Material for the task>
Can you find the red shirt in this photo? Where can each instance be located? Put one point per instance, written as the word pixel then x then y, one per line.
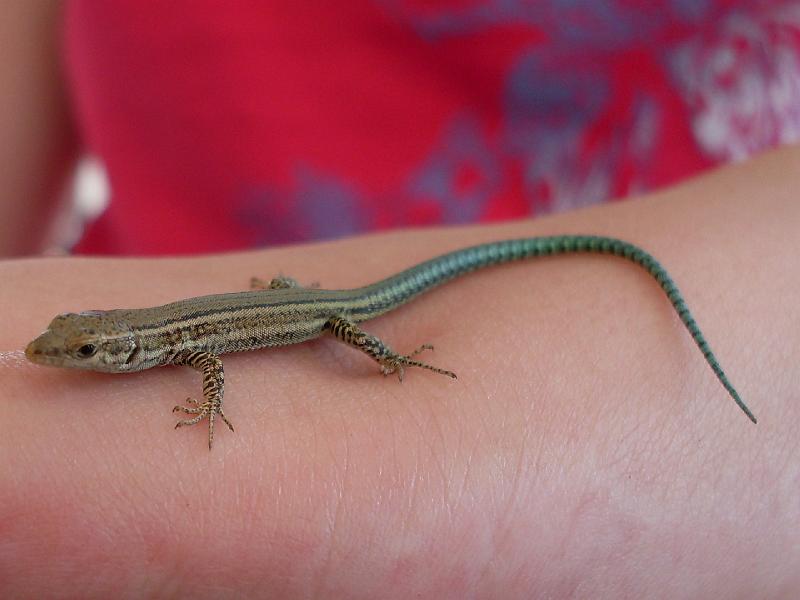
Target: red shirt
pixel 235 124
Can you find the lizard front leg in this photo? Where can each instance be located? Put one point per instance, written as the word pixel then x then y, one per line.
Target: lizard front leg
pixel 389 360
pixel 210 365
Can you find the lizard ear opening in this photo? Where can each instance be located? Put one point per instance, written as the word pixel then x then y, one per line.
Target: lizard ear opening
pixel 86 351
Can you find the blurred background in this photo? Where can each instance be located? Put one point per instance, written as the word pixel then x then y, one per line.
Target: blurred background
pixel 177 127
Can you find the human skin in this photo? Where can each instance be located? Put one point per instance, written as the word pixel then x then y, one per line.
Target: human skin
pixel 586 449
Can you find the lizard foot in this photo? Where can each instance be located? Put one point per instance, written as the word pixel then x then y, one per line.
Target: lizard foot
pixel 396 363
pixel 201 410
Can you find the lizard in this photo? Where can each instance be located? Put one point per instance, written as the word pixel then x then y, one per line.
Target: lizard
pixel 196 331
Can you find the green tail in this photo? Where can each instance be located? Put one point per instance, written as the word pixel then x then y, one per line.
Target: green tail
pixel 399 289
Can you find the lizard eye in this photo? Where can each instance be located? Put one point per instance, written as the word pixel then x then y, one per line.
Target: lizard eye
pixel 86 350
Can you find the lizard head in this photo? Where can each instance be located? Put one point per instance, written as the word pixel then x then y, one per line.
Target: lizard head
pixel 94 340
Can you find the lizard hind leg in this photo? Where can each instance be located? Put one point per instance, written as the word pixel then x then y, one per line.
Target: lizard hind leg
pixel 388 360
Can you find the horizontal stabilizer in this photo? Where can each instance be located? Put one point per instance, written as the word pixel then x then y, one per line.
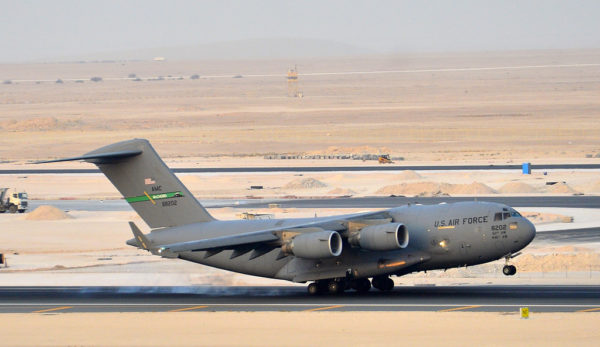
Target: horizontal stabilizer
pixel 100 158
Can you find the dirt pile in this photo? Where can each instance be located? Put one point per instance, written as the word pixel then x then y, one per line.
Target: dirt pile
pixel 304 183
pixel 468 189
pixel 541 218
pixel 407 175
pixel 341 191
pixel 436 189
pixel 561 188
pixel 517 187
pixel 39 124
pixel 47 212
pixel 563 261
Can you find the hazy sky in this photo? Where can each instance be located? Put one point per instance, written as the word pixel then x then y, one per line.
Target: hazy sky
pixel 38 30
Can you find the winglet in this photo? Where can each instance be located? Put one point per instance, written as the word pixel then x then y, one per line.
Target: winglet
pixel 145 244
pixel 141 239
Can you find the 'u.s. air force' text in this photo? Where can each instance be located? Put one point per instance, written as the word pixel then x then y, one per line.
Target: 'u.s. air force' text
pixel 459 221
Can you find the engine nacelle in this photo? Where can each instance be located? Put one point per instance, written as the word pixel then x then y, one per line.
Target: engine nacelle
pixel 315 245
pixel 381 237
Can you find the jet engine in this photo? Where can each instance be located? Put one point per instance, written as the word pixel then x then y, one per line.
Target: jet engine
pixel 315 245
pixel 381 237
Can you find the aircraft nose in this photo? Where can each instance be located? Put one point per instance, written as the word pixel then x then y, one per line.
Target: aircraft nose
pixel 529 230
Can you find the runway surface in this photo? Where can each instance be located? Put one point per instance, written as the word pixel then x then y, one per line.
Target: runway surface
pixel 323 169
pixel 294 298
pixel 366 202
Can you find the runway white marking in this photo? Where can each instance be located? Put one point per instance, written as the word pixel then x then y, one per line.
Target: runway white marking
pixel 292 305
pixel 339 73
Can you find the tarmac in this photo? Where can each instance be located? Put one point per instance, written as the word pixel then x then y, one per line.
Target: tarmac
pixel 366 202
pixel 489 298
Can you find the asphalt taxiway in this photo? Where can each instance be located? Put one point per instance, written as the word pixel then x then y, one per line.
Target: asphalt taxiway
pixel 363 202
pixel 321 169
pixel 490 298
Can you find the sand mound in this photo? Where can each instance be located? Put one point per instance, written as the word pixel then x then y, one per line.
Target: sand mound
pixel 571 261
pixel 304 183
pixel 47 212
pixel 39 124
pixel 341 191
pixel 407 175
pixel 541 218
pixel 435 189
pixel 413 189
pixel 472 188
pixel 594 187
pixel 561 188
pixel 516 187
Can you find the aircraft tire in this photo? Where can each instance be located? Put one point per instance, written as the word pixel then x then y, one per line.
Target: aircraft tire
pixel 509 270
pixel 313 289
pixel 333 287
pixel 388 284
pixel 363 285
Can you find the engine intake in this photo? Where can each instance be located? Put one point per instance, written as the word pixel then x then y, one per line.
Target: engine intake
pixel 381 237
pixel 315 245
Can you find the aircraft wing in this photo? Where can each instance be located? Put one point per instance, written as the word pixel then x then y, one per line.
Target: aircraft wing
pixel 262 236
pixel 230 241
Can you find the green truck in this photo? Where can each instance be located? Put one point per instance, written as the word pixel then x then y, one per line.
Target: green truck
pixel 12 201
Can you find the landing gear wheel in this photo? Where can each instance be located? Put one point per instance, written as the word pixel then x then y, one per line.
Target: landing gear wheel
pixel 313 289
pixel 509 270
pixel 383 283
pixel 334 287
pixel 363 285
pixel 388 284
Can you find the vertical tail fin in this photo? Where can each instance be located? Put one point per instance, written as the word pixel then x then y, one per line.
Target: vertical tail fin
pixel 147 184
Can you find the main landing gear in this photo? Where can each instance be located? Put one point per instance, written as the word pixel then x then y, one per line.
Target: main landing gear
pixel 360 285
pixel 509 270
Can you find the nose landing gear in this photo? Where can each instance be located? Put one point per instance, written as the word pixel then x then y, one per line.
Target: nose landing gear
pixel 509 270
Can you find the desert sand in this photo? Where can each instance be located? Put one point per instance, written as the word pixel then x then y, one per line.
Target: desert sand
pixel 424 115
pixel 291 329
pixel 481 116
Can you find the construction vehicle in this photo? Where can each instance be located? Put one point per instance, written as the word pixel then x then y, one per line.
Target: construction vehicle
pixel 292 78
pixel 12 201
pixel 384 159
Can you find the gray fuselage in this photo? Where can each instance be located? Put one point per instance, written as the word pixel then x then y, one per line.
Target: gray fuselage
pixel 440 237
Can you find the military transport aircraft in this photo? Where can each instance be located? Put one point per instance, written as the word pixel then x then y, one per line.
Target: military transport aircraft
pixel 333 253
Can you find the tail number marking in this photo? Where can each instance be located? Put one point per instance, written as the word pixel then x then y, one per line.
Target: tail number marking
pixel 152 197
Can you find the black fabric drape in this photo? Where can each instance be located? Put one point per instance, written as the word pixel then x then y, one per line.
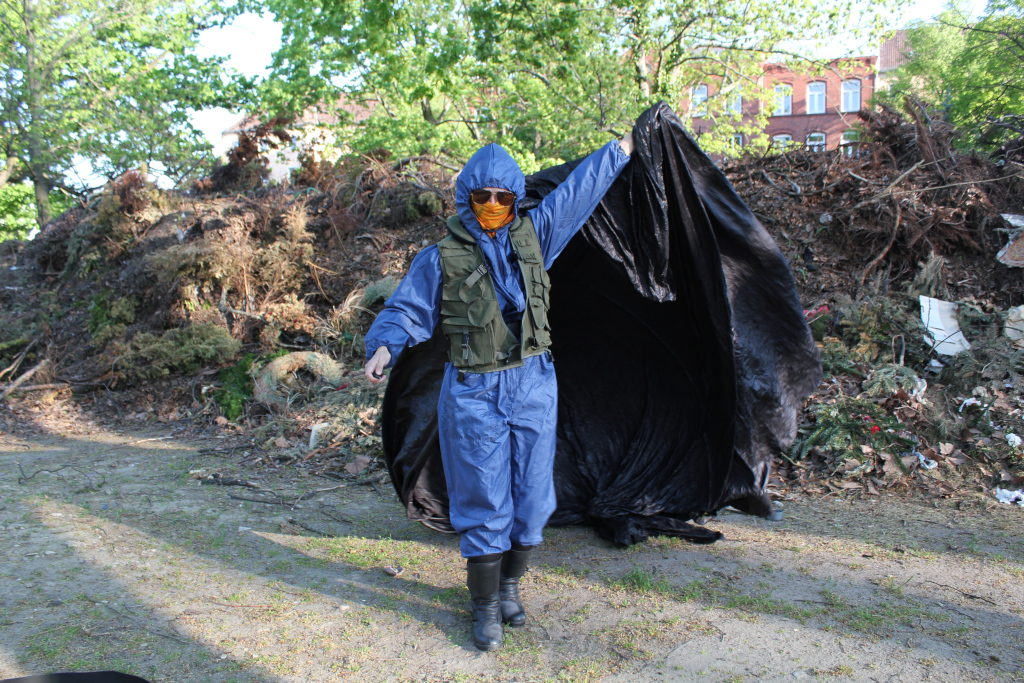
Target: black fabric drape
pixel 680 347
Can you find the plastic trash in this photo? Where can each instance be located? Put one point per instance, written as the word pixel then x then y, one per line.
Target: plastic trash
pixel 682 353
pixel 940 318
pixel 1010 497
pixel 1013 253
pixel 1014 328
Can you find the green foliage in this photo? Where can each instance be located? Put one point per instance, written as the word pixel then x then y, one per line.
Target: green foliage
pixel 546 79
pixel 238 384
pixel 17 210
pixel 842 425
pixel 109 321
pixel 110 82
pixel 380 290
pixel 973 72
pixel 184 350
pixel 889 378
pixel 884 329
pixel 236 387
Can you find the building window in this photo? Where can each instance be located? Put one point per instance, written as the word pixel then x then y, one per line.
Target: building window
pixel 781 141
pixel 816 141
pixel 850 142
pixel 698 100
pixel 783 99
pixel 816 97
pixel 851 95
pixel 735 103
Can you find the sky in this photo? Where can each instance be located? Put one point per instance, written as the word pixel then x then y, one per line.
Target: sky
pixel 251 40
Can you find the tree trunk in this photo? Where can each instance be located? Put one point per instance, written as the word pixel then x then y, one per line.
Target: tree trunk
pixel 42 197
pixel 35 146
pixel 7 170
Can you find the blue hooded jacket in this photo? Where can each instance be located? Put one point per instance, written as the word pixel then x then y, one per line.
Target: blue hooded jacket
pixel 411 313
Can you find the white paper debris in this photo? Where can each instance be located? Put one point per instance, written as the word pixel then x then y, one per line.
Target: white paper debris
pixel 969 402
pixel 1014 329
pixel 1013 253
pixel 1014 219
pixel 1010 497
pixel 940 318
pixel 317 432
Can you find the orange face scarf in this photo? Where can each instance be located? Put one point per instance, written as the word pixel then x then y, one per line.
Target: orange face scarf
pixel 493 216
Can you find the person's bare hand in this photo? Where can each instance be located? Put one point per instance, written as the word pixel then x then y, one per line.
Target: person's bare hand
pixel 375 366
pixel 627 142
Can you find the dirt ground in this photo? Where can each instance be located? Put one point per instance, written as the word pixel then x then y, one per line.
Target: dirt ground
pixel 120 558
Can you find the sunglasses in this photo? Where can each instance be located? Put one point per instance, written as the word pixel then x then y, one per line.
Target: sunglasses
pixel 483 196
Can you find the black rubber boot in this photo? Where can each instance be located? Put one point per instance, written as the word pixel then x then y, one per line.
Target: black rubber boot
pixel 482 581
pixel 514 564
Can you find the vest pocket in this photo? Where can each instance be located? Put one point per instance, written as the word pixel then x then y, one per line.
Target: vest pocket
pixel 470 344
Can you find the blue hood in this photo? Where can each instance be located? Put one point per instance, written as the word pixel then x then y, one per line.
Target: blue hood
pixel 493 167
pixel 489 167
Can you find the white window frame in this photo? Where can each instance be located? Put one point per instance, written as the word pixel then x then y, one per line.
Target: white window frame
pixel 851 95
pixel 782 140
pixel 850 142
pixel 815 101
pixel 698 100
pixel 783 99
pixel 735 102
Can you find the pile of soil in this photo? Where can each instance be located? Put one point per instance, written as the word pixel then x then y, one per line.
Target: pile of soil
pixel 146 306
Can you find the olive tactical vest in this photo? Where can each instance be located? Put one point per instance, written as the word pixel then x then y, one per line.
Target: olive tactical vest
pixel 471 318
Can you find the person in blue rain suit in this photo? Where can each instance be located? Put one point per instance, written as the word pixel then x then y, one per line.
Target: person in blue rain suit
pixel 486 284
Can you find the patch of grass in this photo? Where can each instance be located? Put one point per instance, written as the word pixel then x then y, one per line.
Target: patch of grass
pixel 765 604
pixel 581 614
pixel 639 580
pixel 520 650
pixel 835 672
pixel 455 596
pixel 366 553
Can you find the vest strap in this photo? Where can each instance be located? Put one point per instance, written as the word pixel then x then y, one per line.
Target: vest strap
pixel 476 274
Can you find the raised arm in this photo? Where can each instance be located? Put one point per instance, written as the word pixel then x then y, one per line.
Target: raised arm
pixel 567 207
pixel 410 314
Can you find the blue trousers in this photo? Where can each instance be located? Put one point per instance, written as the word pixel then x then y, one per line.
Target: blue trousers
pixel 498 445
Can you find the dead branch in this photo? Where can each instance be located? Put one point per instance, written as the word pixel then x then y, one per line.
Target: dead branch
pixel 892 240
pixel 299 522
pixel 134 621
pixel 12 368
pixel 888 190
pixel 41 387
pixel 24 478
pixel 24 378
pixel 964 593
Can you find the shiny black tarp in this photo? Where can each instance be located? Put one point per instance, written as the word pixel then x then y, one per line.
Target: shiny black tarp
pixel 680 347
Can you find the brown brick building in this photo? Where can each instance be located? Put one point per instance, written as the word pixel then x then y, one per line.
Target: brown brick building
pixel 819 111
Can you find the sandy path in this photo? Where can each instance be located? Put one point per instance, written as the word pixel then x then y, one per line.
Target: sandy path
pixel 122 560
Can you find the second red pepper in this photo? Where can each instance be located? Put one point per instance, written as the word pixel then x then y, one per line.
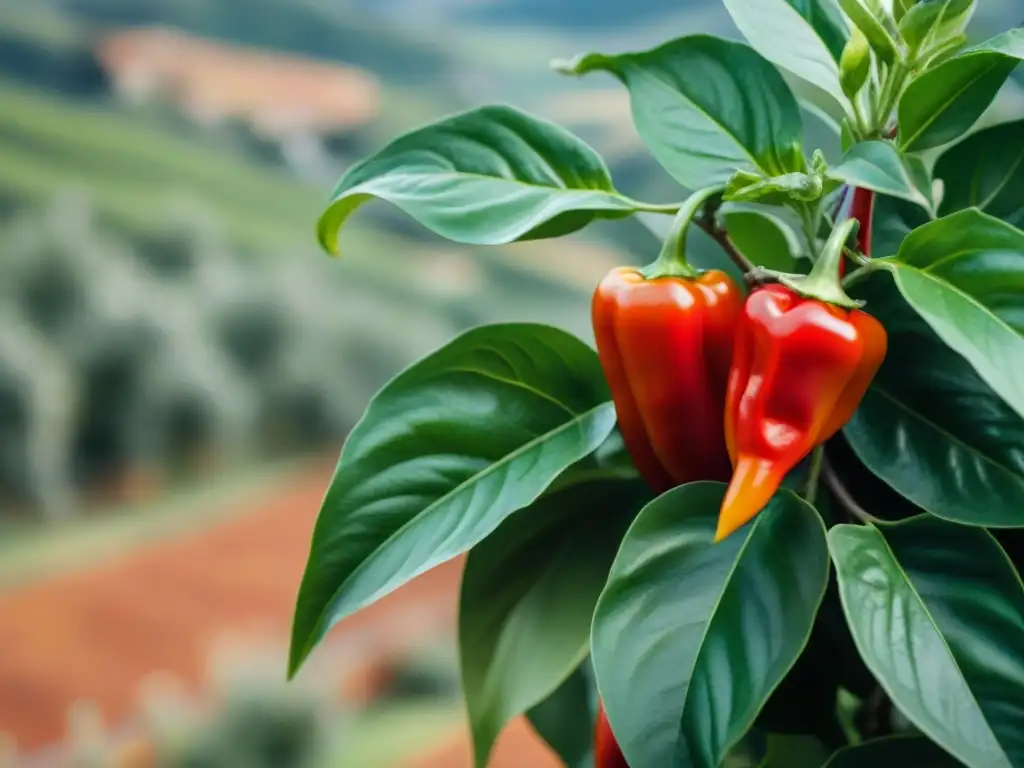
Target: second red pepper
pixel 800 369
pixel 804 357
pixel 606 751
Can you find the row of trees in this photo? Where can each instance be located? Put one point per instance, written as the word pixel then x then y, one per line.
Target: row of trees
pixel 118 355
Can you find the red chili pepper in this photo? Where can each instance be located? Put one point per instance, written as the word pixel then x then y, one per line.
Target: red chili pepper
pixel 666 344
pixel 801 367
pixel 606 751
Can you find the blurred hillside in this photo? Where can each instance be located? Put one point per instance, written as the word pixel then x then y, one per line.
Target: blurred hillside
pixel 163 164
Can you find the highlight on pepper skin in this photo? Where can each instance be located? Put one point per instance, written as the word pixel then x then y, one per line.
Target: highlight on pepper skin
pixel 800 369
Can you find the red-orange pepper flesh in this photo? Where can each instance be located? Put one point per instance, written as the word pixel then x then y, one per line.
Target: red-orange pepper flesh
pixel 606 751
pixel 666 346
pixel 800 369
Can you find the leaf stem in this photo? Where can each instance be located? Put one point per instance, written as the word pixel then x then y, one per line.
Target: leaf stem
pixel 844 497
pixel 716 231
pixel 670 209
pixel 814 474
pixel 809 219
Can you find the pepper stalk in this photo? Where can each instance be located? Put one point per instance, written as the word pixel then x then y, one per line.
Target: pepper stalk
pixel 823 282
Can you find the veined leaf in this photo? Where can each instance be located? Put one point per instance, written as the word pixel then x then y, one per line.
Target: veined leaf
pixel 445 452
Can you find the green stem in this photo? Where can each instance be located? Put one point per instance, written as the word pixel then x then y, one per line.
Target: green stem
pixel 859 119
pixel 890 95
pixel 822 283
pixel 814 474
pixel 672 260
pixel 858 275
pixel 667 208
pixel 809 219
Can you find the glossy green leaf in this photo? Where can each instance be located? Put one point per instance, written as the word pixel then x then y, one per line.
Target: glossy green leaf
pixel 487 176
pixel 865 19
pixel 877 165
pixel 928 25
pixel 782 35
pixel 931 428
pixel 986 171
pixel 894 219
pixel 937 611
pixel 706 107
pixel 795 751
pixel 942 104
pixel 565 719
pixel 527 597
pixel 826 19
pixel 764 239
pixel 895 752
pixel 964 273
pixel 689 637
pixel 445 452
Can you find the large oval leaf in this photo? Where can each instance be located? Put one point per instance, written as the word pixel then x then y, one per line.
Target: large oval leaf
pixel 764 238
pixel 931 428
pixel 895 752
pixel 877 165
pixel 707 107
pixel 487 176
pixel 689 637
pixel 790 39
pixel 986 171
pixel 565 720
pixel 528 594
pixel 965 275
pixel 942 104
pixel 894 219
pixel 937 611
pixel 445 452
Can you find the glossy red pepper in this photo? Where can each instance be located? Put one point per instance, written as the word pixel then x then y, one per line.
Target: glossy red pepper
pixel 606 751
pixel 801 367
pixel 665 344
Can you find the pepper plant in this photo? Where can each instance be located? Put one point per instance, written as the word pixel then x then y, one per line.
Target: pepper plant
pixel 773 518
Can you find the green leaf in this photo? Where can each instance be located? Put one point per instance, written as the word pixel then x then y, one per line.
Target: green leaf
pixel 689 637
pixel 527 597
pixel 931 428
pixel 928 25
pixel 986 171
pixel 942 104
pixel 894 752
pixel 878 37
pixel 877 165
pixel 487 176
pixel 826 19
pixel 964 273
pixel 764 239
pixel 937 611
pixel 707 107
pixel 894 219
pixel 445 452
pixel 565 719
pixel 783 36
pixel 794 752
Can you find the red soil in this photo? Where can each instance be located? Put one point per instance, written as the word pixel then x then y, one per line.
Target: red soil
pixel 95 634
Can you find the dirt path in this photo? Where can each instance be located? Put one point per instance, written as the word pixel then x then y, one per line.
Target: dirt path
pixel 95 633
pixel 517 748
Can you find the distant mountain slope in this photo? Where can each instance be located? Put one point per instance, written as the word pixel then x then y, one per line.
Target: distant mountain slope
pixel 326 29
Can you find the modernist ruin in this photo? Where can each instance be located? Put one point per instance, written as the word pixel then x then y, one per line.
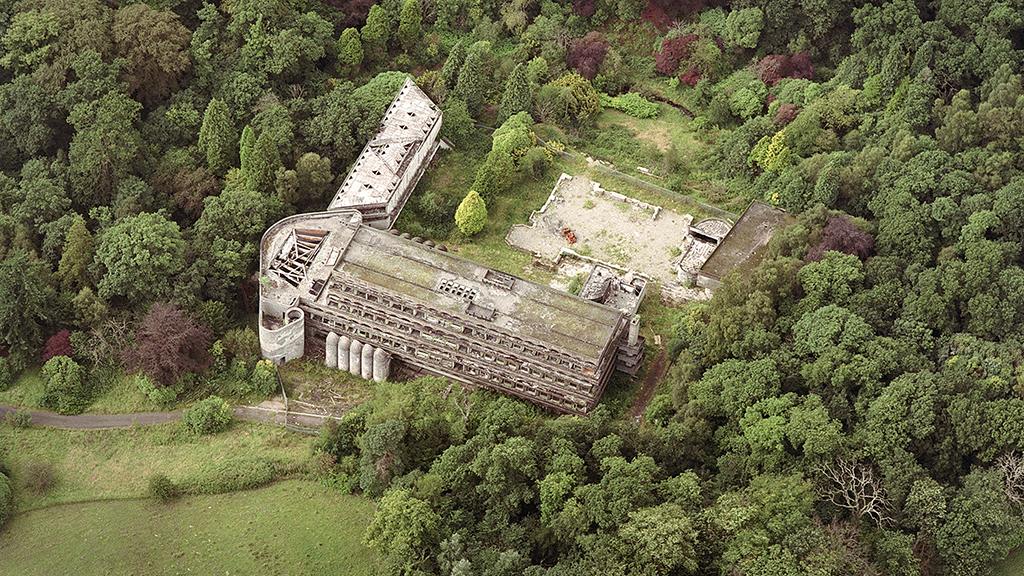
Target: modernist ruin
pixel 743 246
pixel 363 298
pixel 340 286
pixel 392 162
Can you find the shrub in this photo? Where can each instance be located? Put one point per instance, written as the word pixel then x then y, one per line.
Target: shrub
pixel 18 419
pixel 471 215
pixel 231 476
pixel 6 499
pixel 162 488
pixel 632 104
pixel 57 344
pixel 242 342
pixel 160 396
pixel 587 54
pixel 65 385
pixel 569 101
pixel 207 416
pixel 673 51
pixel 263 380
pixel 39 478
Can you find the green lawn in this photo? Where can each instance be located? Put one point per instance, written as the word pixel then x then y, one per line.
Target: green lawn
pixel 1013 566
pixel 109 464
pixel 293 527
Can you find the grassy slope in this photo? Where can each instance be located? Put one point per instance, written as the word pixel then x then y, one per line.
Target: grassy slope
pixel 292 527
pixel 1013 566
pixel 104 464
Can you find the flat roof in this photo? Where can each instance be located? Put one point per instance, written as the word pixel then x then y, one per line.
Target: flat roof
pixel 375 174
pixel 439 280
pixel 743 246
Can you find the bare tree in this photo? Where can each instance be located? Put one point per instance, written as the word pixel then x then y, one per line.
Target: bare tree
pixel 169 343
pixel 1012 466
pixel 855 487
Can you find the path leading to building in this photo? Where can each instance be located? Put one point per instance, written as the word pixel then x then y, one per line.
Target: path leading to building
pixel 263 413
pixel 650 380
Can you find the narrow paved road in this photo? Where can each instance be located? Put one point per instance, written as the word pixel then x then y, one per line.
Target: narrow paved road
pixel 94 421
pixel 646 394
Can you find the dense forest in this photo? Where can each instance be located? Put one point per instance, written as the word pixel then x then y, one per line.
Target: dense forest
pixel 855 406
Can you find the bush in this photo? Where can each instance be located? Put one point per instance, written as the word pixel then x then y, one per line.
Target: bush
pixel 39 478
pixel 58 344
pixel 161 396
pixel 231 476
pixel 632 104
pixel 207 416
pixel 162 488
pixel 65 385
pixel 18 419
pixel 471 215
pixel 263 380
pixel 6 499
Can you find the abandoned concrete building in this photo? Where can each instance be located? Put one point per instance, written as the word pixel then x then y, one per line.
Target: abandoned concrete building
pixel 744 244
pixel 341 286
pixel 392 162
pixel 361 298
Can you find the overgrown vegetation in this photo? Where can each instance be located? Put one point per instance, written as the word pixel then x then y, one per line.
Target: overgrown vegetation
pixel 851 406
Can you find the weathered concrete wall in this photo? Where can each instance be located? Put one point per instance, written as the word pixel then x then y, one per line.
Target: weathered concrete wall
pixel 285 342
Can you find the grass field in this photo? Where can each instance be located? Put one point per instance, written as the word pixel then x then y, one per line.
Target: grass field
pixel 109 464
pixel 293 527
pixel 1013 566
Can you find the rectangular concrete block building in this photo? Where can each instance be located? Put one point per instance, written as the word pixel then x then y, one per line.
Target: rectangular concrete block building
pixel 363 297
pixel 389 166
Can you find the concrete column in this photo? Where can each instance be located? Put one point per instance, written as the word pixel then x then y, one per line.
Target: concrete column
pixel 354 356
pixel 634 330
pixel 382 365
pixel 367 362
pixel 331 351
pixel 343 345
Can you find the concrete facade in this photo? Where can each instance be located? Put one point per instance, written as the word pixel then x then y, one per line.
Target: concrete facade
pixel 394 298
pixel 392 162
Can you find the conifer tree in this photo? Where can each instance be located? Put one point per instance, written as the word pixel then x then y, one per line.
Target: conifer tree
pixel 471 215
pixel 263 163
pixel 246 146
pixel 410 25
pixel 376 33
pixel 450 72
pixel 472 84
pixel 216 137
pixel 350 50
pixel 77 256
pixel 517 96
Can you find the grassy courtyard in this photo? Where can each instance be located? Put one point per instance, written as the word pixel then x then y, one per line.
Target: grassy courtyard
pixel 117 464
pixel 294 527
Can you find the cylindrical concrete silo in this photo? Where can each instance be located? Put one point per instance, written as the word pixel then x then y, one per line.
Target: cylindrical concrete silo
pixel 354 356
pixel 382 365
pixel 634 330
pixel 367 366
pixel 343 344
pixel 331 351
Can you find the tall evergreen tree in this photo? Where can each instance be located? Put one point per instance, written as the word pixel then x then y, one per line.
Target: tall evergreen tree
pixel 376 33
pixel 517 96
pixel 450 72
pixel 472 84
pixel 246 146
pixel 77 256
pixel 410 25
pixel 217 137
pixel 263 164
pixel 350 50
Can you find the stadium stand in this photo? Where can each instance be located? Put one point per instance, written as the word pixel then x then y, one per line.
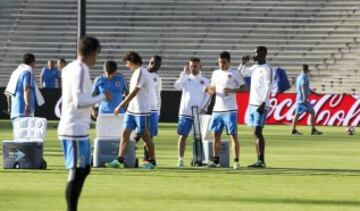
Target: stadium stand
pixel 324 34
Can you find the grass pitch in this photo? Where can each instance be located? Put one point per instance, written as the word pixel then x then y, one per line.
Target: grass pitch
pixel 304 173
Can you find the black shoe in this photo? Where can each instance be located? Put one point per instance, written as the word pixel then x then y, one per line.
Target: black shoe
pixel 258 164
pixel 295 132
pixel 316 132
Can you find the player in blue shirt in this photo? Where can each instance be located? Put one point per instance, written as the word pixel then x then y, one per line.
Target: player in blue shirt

Task brief> In the data above, find the line containing "Can you find the grassy courtyard"; from there, please write out each line through the end, exactly, with the pictures omitted.

Task response>
Can you find the grassy courtyard in this photo? Where can each instance be located? Put one point per instance, written as the word pixel then x then y, one per line.
Target: grassy courtyard
pixel 117 464
pixel 294 527
Can you find the cylindrical concrete silo in this photo? Where can each instance be located? Put one point per instance, written as the word pixel then x then y, one per line.
Target: cylindrical concrete silo
pixel 354 356
pixel 382 365
pixel 634 330
pixel 367 366
pixel 343 344
pixel 331 351
Can you find the tall evergreen tree in this photo? Where can each instance be located? Put one point per instance, written as the word pixel then x then y, one per line.
Target: tall evergreen tree
pixel 376 33
pixel 517 96
pixel 450 72
pixel 472 84
pixel 246 146
pixel 77 256
pixel 410 25
pixel 217 137
pixel 263 164
pixel 350 50
Can you find the stadium stand in this photo? Where can each instance be located? Put one point per instance, written as the word pixel then x then y, one per line.
Target: stadium stand
pixel 324 34
Can you find the grass pitch in this photo? Where can each instance be located? Put one point per instance, written as the word pixel then x then y, one per line.
Target: grass pitch
pixel 304 173
Can you find the black shoe in this photo? Where can each instance be located? Put one point per instance, written as the word pixel then x then y, one per line.
Target: black shoe
pixel 258 164
pixel 295 132
pixel 316 132
Can you find the player in blue shirt in this photo? Where can each instance be located? Put one point per instance, written as the word pixel then x then y, one per line.
Target: player in blue shirt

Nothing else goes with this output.